- What is asked: Write the next part of the forum thread about the casting session with the AFAW Beach rod, picking up from the last line shown.

- Excerpted passage:
☆ ☆ ☆ ☆ ☆ ☆ ☆

As I mentioned, I used an ABU 6500 CT and my Fusion and then switched over and tried out the AFAW Beach rod that Tommy happened to have with him. What a FANTASTIC rod!!! Don't get me wrong, I swear by my Fusion, but this AFAW is one great rod!! It has all the backbone you would ever want, they're light and have a soft supple tip that would definitely help with bite detection. Bottom line.....After throwing it, *I WANT ONE!!!* Folks, these rods throw a *TON* and are *SCHWEEEET!!! *

Tommy, thanks again for your time, patience and expertise!!!


----------



## Cdog (Mar 18, 2002)

500', very impressive , congrats.


----------



## Tommy (Jan 24, 2001)

Milt,

The pleasure was mine



I saw in your first cast that little intangible ....

You HIT the rod. It was great to see you improve with almost every cast. To go from 322' to 503' in an hour and a half was very impressive. That is an increase of 64%

   

Just keep working on the fundamentals and you will see the numbers keep on rising. Be very careful here, casting can be as addictive as fishing in it's own right..... :fishing: 

I have been hearing a strange sound coming from the other room. Thought it might be a ghost (ooops wrong thread lol) but finally figured out it was that last AFAW Beach calling out.....

Milt, Milt, Milt

I thouroughly enjoyed meeting and casting with you.

Tommy


----------



## CrawFish (Sep 23, 2003)

Good job bud.. keep it up.. you're already passing Al like 100 ft. Congrats on your PB.


----------



## EugeneChoe (Aug 11, 2006)

go milt go!! one day ill get over 100 feet


----------



## AL_N_VB (Apr 3, 2002)

> I have been hearing a strange sound coming from the other room. Thought it might be a ghost (ooops wrong thread lol) but finally figured out it was that last AFAW Beach calling out.....
> 
> Milt, Milt, Milt


LMAO!!!

Do it Milt! Lemme know if you wanna hear more on the other AFAW deal.




> you're already passing Al like 100 ft


keep it up Crawdaddy- I'll be washing all them wheels this upcoming fall/winter .....


Congrats Milt! Who woulda thought you could cast a Greek 503'?


----------



## Fishbreath (Nov 11, 2004)

Tommy said:


> Milt,
> 
> The pleasure was mine
> 
> ...

☆ ☆ ☆ ☆ ☆ ☆ ☆

- Records provided:
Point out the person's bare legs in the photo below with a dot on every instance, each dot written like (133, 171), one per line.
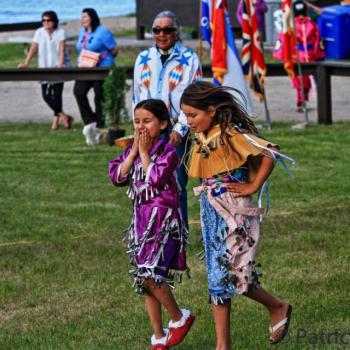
(55, 122)
(154, 309)
(222, 318)
(277, 308)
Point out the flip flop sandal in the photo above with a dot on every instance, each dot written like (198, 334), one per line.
(283, 323)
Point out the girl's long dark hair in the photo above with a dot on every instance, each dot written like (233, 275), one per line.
(229, 112)
(95, 20)
(158, 108)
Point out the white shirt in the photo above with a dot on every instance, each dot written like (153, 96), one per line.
(48, 47)
(167, 82)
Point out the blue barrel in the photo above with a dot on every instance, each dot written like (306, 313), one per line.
(334, 25)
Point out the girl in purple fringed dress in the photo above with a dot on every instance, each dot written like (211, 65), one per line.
(157, 235)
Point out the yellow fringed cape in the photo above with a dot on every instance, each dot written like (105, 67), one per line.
(210, 157)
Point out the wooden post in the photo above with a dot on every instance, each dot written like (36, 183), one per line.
(324, 97)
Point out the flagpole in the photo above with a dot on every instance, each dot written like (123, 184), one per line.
(306, 113)
(199, 50)
(267, 112)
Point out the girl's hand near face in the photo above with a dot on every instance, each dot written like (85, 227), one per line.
(145, 142)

☆ ☆ ☆ ☆ ☆ ☆ ☆

- Response to the task:
Tommy, the pleasure was all mine and so was the shock of throwing 503'.  You're right, casting is a blast, I can see how it is very addictive. 

Funny, I keep hearing that same sound here.... 



Nserch4Drum said:


> LMAO!!!
> 
> Congrats Milt! Who woulda thought you could cast a Greek 503'?


LOL...Al, only you buddy, only you....I thought I saw a sheep out there   

Thanks for the encouragement guys!!


----------



## HuskyMD (May 19, 2000)

Was that a nice little green abu 6500 CT (mag elite)? You know the one...Please do not say yes...


----------



## Fishbreath (Nov 11, 2004)

HuskyMD said:


> Was that a nice little green abu 6500 CT (mag elite)? You know the one...Please do not say yes...


heh heh heh...I'm not saying a word....


----------



## Kwesi W. (Apr 14, 2006)

*I can't wait..*

Tommy, when I recieve my package from Ron I'll be contacting you...


----------



## Tommy (Jan 24, 2001)

kmw21230 said:


> Tommy, when I recieve my package from Ron I'll be contacting you...


Let me know and we'll set a date.

Tommy


----------



## wdbrand (May 24, 2007)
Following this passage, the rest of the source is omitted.